- [Brano fornito]:
▬▬▬▬▬▬▬▬▬▬
Il tribunale, come Kafka chiama la rottura del fidanzamento con Felice (12 luglio 1914) è seguito da un periodo di grande creatività: K scrive Il processo, un nuovo capitolo del Fochista, poi chiamato America da Brod, e un racconto terribile: Nella colonia penale, in cui possiamo, senza retorica, specchiare l’orrore del nostro tempo.

Ma i due si ritrovano il 24 gennaio 1915 in Renania a Bodenbach. Kafka scrive nei Diari: Non dobbiamo torturarci ancora a vicenda (…) ci siamo trovati immutati. Ognuno dice tra sé che l’altro è inflessibile e spietato. Io non rinuncio alla mia esigenza di vivere in modo fantastico soltanto per il mio lavoro. Lei vuole la mediocrità, la casa comoda, il vitto abbondante, il sonno dalle undici di sera in poi, la camera riscaldata, e regola il mio orologio che da un trimestre anticipa di un’ora e mezzo sul minuto giusto. Ed è dalla parte della ragione (due ore siamo stati insieme in camera. Intorno a me soltanto noia e sconforto). Stando insieme non abbiamo avuto ancora un momento buono durante il quale io avessi respirato liberamente.

Qualche giorno dopo le invia una lettera dello stesso tenore: Ho trovato che entrambi siamo spietati reciprocamente; non già perché l’uno tenga troppo poco all’altro (…) non c’è tra di noi alcuna lite esteriore, camminiamo in pace l’uno accanto all’altra, ma intanto ci sono guizzi tra noi come se qualcuno fendesse continuamente l’aria, tra di noi, con una sciabola.

La lettera è, al solito, ambivalente, accompagnata da contradditori lampi d’affetto: Mi minacciava la seduzione della vicinanza, quella folle seduzione che mi sta, come dire, sul collo.

E la seduzione funziona. Li troviamo dal 3 e 13 luglio del 1916 a Marienbad nello stesso albergo, in camere separate. Nei Diari scrive: I dubbi rimangono, ma è bello lo sguardo dei suoi occhi placati, l’aprirsi della profondità femminile. Pensano di sposarsi, lui scrive altri racconti che confluiscono nel Medico di campagna.
▬▬▬▬▬▬▬▬▬▬
- [Dati da esaminare]:
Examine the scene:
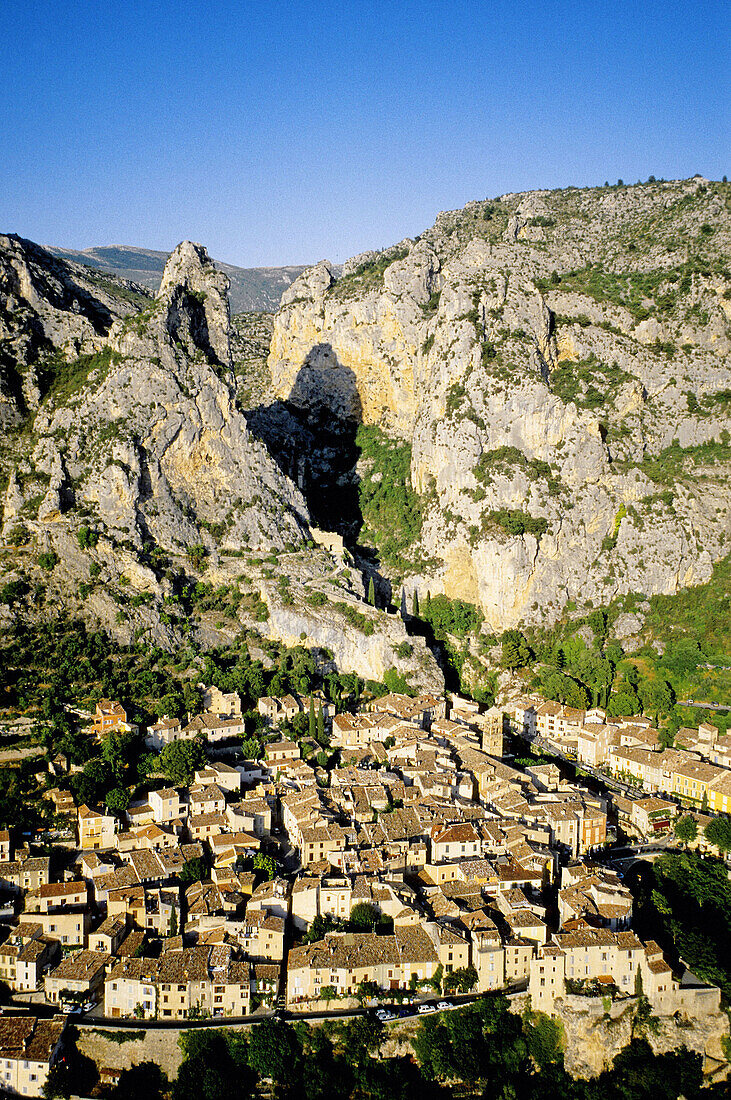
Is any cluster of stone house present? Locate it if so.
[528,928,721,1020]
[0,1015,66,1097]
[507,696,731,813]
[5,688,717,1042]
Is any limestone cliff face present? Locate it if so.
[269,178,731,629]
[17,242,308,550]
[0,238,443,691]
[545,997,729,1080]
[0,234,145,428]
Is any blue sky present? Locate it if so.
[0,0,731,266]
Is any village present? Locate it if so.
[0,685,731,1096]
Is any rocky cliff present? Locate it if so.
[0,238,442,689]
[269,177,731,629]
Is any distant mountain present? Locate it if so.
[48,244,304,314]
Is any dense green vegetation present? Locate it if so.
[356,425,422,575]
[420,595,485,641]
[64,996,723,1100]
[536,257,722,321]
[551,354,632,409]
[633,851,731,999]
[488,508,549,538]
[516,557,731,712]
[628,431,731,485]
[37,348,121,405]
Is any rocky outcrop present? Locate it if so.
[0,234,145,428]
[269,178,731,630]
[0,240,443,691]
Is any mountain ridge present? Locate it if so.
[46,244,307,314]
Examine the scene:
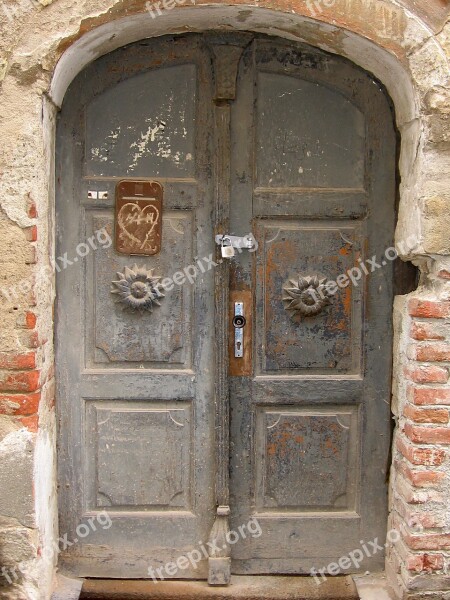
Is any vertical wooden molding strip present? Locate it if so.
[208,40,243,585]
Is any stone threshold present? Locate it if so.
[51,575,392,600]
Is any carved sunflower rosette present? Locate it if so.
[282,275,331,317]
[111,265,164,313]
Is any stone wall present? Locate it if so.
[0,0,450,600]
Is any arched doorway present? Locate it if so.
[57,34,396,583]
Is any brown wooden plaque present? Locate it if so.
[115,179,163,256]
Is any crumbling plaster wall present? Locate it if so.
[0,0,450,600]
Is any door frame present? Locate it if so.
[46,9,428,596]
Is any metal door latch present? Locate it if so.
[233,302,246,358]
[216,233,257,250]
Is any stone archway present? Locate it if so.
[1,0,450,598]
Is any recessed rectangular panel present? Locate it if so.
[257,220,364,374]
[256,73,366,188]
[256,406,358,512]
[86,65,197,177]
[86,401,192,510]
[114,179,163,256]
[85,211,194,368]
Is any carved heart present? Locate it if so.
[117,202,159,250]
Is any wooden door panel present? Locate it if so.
▬▬▬▬▬▬▬▬▬▬
- [Compiti]:
a - Nel brano su Kafka e Felice, con quale nome Kafka chiama la rottura del fidanzamento?
b - Riscrivi la parte del brano su Kafka e Felice che comincia con "Qualche giorno dopo" e prosegue fino a "con una sciabola.", sostituendo "sciabola" con "spada".
Le righe non hanno alcun legame con il brano.

- [Risposte date]:
a - Il tribunale.

b -
Qualche giorno dopo le invia una lettera dello stesso tenore: Ho trovato che entrambi siamo spietati reciprocamente; non già perché l’uno tenga troppo poco all’altro (…) non c’è tra di noi alcuna lite esteriore, camminiamo in pace l’uno accanto all’altra, ma intanto ci sono guizzi tra noi come se qualcuno fendesse continuamente l’aria, tra di noi, con una spada.